Russian stevedoring companies, following the notifications of the respective port authorities, have begun informing their clients that they suspend handling dangerous goods of all classes from 25 May till 25 July, due to increased security measures imposed by the Russian government for the period of the FIFA World Cup, Russian business daily Kommersant informs today.
Thus, Container Terminal Saint-Petersburg (CTSP), part of UCL Holding, asks the customers to take this into consideration while planning their shipments. In case a shipment cannot be suspended, CTSP recommends to contact the regional inter-agency operational office for the approval of such shipment’s port handling. The inter-agency operational offices are supervised by regional departments of the Federal Security Service (FSS).
The 2018 FIFA World Cup Russia will take place on 14 June – 15 July, 2018 in 11 Russian cities, including the port cities of St. Petersburg, Kaliningrad on the Baltics and Sochi on the Black Sea.
The World Cup security measures were introduced in Russia by the Presidential decree dated 9 May 2017, followed by the government’s order of 9 June. However, lacking a detailed description of hazardous substances, these regulations allow for a wide interpretation, leading to a suspension of handling not only radioactive materials but any type of chemicals.

* [Task requirements]
(a) According to the article on the World Cup port restrictions, why does the handling suspension reach beyond radioactive materials to any type of chemicals? Answer in one to three sentences.
(b) Write out the passage of the article on the World Cup port restrictions from "The World Cup" up to and including "type of chemicals.".
(c) In the article on the World Cup port restrictions, what period does the suspension of dangerous goods handling cover?
The records have no connection to the article on the World Cup port restrictions.

* [Data to examine]
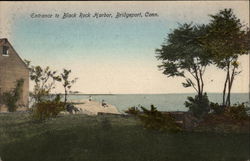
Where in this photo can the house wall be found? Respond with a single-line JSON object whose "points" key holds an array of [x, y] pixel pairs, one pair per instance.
{"points": [[12, 68]]}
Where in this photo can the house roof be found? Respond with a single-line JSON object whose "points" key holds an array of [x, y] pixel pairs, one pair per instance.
{"points": [[5, 40]]}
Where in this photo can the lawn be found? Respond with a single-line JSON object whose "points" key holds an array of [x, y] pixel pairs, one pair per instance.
{"points": [[111, 138]]}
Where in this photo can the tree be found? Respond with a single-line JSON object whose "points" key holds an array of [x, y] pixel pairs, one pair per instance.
{"points": [[226, 40], [182, 55], [11, 98], [44, 79], [67, 84]]}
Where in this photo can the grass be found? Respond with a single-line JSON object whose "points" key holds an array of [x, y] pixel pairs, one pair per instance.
{"points": [[111, 138]]}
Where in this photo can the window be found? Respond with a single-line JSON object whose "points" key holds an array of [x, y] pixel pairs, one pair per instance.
{"points": [[5, 50]]}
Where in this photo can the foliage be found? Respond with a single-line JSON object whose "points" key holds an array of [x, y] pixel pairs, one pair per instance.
{"points": [[67, 84], [226, 39], [199, 108], [133, 110], [11, 98], [237, 112], [182, 55], [216, 108], [44, 79], [47, 109], [153, 119]]}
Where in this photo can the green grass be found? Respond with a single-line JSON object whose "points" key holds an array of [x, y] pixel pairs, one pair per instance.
{"points": [[111, 138]]}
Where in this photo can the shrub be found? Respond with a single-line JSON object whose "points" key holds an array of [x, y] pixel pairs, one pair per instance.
{"points": [[153, 119], [11, 98], [47, 109], [237, 112], [198, 106], [217, 109]]}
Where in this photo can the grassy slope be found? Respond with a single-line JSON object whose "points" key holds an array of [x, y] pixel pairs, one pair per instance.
{"points": [[110, 138]]}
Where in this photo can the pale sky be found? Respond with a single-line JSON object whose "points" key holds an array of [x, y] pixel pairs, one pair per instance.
{"points": [[111, 55]]}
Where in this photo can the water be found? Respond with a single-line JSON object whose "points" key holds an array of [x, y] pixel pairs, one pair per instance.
{"points": [[164, 102]]}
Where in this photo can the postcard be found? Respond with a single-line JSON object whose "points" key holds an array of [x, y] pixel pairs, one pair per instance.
{"points": [[124, 81]]}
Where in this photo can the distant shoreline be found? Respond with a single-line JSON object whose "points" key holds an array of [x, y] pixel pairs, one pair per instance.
{"points": [[82, 94]]}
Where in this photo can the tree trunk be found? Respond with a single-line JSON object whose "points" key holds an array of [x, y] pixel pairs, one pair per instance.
{"points": [[225, 87], [65, 96], [230, 87], [198, 83]]}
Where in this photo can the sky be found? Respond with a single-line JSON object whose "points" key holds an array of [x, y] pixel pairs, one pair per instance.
{"points": [[113, 55]]}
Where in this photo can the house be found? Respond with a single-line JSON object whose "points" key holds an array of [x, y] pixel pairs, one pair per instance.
{"points": [[12, 68]]}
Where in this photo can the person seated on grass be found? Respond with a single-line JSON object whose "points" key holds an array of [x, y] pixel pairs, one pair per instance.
{"points": [[104, 104], [90, 98]]}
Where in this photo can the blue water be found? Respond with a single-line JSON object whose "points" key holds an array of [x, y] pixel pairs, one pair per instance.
{"points": [[163, 102]]}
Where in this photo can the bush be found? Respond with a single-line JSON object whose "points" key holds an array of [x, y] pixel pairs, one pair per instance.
{"points": [[11, 98], [237, 112], [217, 109], [198, 107], [47, 109], [153, 119]]}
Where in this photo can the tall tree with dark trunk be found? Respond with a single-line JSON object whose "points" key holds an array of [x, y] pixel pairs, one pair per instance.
{"points": [[226, 39], [182, 55], [67, 83]]}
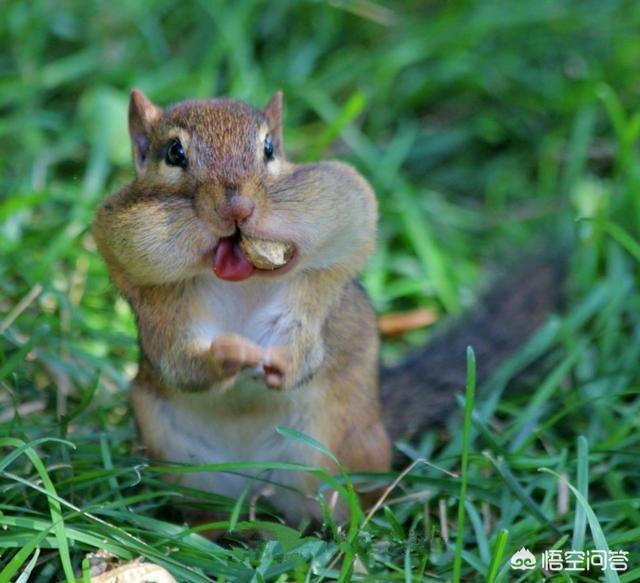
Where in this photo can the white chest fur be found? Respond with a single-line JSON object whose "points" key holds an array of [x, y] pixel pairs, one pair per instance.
{"points": [[258, 309], [239, 423]]}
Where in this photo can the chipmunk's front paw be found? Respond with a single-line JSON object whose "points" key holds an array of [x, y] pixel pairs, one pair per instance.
{"points": [[231, 353], [275, 363]]}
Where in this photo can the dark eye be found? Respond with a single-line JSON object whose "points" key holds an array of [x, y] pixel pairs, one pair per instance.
{"points": [[175, 154], [268, 149]]}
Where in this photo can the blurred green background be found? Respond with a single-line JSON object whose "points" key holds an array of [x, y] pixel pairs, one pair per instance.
{"points": [[481, 125]]}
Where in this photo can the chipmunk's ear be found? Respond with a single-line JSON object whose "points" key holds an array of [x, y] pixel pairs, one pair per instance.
{"points": [[143, 115], [273, 113]]}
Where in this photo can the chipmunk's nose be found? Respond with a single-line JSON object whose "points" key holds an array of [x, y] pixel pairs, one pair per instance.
{"points": [[237, 207]]}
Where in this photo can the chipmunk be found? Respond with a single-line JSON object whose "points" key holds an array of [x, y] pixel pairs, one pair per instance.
{"points": [[229, 351]]}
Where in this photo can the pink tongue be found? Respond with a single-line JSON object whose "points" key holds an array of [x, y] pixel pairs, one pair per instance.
{"points": [[230, 262]]}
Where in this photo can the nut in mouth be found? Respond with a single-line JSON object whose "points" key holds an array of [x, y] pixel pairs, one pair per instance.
{"points": [[239, 256], [264, 253]]}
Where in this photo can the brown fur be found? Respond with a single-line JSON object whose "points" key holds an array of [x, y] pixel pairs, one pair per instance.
{"points": [[158, 235]]}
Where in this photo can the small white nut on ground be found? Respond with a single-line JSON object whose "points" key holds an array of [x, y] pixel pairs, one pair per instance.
{"points": [[135, 572], [265, 254]]}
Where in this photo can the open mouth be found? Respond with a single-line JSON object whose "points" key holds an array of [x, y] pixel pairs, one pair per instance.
{"points": [[239, 256]]}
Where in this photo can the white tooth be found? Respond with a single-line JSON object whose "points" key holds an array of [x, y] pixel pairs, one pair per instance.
{"points": [[265, 254]]}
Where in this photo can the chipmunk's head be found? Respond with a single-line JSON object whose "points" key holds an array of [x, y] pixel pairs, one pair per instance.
{"points": [[211, 175]]}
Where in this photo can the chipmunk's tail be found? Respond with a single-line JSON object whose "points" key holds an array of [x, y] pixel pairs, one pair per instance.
{"points": [[421, 391]]}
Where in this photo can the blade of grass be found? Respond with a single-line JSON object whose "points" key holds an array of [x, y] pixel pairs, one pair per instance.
{"points": [[468, 410], [580, 522]]}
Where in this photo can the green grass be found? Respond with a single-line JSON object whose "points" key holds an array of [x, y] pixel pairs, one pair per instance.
{"points": [[480, 124]]}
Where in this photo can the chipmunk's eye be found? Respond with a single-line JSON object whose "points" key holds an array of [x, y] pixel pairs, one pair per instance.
{"points": [[268, 149], [175, 155]]}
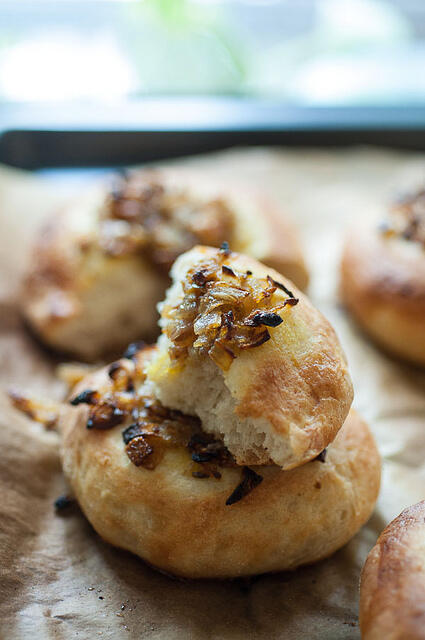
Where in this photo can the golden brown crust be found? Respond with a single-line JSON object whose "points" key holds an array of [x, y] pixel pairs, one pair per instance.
{"points": [[383, 286], [392, 590], [182, 524], [296, 385], [83, 300]]}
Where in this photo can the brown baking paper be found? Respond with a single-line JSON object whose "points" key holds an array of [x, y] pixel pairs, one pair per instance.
{"points": [[58, 579]]}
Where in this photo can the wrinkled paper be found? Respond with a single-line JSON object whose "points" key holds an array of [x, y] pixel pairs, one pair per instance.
{"points": [[58, 579]]}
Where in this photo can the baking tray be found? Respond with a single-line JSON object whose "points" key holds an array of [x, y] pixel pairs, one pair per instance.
{"points": [[37, 136]]}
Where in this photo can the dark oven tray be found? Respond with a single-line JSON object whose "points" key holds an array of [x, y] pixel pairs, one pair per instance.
{"points": [[154, 128]]}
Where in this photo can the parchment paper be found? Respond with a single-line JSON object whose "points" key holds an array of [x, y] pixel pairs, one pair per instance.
{"points": [[58, 579]]}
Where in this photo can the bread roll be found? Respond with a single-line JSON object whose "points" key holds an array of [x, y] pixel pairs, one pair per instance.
{"points": [[174, 496], [100, 266], [383, 279], [392, 590], [255, 361]]}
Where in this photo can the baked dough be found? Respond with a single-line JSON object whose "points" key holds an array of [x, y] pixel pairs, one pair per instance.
{"points": [[101, 265], [383, 279], [255, 361], [171, 509], [392, 590]]}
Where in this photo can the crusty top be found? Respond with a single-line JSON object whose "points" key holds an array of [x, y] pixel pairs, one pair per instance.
{"points": [[117, 396], [144, 213], [280, 358], [392, 591], [223, 310]]}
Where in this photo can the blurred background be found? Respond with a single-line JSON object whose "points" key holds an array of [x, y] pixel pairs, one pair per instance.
{"points": [[111, 64], [310, 52]]}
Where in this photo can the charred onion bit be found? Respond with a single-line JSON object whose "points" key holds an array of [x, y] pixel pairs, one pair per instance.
{"points": [[105, 416], [143, 215], [209, 453], [322, 456], [250, 480], [88, 396], [223, 311], [407, 219], [138, 450], [133, 349]]}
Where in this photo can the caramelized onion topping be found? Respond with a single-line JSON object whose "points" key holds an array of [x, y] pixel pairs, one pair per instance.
{"points": [[223, 312], [154, 428], [142, 215], [406, 219]]}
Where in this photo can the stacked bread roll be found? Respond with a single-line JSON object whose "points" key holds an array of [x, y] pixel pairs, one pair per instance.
{"points": [[228, 448], [100, 266]]}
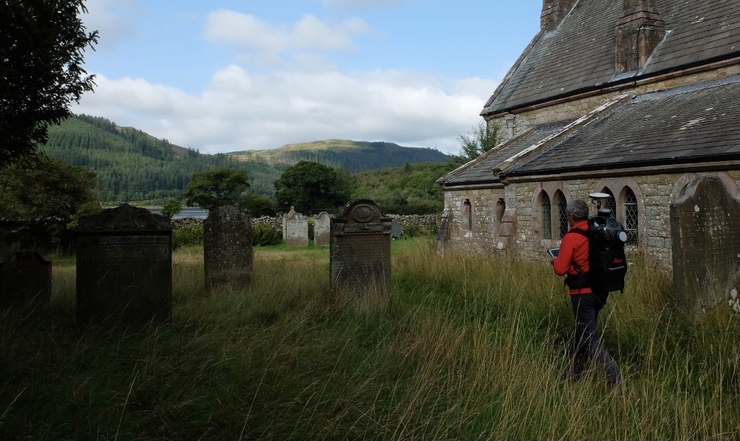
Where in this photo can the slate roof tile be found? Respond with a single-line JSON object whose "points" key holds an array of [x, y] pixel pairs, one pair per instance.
{"points": [[579, 54], [685, 125]]}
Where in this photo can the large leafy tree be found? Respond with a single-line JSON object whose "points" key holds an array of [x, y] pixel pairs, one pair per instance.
{"points": [[46, 196], [42, 43], [311, 187], [480, 140], [217, 187]]}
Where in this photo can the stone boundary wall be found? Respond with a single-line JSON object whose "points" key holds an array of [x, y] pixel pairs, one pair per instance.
{"points": [[425, 221]]}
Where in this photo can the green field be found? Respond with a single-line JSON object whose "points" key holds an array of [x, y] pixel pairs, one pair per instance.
{"points": [[467, 348]]}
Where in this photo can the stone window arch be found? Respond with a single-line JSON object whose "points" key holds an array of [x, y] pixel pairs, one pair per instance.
{"points": [[500, 209], [611, 202], [631, 218], [546, 215], [562, 217], [467, 215], [629, 205]]}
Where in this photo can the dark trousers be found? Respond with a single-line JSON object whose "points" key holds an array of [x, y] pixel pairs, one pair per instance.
{"points": [[587, 344]]}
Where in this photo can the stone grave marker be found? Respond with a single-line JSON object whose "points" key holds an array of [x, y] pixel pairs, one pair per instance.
{"points": [[360, 251], [706, 243], [25, 280], [396, 230], [322, 230], [227, 247], [295, 229], [124, 267]]}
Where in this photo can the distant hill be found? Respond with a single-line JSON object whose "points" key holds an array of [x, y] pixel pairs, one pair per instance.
{"points": [[354, 156], [133, 166]]}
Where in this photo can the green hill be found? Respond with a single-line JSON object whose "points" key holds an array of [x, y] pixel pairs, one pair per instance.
{"points": [[354, 156], [135, 167]]}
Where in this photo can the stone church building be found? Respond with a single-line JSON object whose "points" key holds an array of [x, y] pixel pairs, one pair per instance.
{"points": [[639, 99]]}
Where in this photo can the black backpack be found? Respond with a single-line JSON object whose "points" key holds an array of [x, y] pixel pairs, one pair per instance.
{"points": [[606, 259]]}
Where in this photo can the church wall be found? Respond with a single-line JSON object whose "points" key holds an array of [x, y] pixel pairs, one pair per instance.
{"points": [[486, 206], [578, 107]]}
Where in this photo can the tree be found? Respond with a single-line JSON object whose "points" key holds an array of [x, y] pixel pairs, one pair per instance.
{"points": [[311, 187], [479, 141], [46, 196], [41, 55], [172, 207], [217, 187]]}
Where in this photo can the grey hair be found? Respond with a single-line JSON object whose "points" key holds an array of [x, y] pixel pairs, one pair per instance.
{"points": [[578, 208]]}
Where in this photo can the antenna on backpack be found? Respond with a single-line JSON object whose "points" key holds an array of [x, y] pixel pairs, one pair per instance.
{"points": [[599, 199]]}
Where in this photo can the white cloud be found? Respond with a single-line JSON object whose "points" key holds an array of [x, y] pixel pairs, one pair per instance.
{"points": [[353, 5], [249, 32], [114, 19], [242, 111]]}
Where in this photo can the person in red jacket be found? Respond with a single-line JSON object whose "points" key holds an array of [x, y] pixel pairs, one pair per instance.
{"points": [[572, 262]]}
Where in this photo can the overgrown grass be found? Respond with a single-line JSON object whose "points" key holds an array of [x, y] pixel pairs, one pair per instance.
{"points": [[465, 348]]}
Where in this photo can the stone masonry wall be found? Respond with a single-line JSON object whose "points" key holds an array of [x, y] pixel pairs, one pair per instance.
{"points": [[577, 108], [654, 194]]}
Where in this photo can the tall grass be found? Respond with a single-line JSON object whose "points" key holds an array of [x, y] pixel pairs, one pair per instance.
{"points": [[465, 348]]}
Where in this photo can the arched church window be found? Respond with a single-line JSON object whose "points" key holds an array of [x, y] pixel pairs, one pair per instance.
{"points": [[610, 203], [630, 216], [546, 208], [468, 215], [562, 214]]}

* [Task-by-task answers]
(a) The security regulations lack a detailed description of hazardous substances, so they allow a wide interpretation. That leads to a suspension of handling not only radioactive materials but any type of chemicals.

(b)
The World Cup security measures were introduced in Russia by the Presidential decree dated 9 May 2017, followed by the government’s order of 9 June. However, lacking a detailed description of hazardous substances, these regulations allow for a wide interpretation, leading to a suspension of handling not only radioactive materials but any type of chemicals.

(c) From 25 May till 25 July.